# Motivation



## davetgabby (Dec 29, 2007)

by Jean Donaldson.
Motivation in dog training has been far too murky a topic for far too long. You
may have been told that dogs have a desire to please, that they are pack animals
who require leadership, which makes obedience fall into place, that you
have to project the right energy, that you have to speak to the dog in his own
language, and on and on. All this mumbo jumbo is usually the made-up shtick
of someone trying to sell you their one-of-a-kind magical method, which they
developed from some sort of natural gift.
These murky-motivation trainers rarely talk clearly about rewards and
punishments. They will most certainly shun food, the most potent motivator
in animal training. They'll first tell you that praise and projecting the right
attitude is all that is needed. If you then test this by comparing training ease
and outcomes achieved with each, the food will inevitably win hands down.
At this point, a murky motivator will switch his rhetoric to a moral argument,
that using food somehow corrupts the dog. He may try playing to your narcissism:
that it is somehow superior to have your dog do it all for you. He may
warn you that the dog will acquire a dependency on food.

Excerpts from a pointing dataset:
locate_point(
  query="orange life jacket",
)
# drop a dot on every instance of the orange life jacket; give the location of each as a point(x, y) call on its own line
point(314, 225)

| What you will do |
a. From the post on dog training motivation, extract the stretch from "Motivation in dog" through "of natural gift.".
b. Reproduce every dataset entry in full, requests included, moving each coordinate in the answers by -98.
These entries bear no relation to the post on dog training motivation.

| Task solutions |
a.
Motivation in dog training has been far too murky a topic for far too long. You
may have been told that dogs have a desire to please, that they are pack animals
who require leadership, which makes obedience fall into place, that you
have to project the right energy, that you have to speak to the dog in his own
language, and on and on. All this mumbo jumbo is usually the made-up shtick
of someone trying to sell you their one-of-a-kind magical method, which they
developed from some sort of natural gift.

b.
locate_point(
  query="orange life jacket",
)
# drop a dot on every instance of the orange life jacket; give the location of each as a point(x, y) call on its own line
point(216, 127)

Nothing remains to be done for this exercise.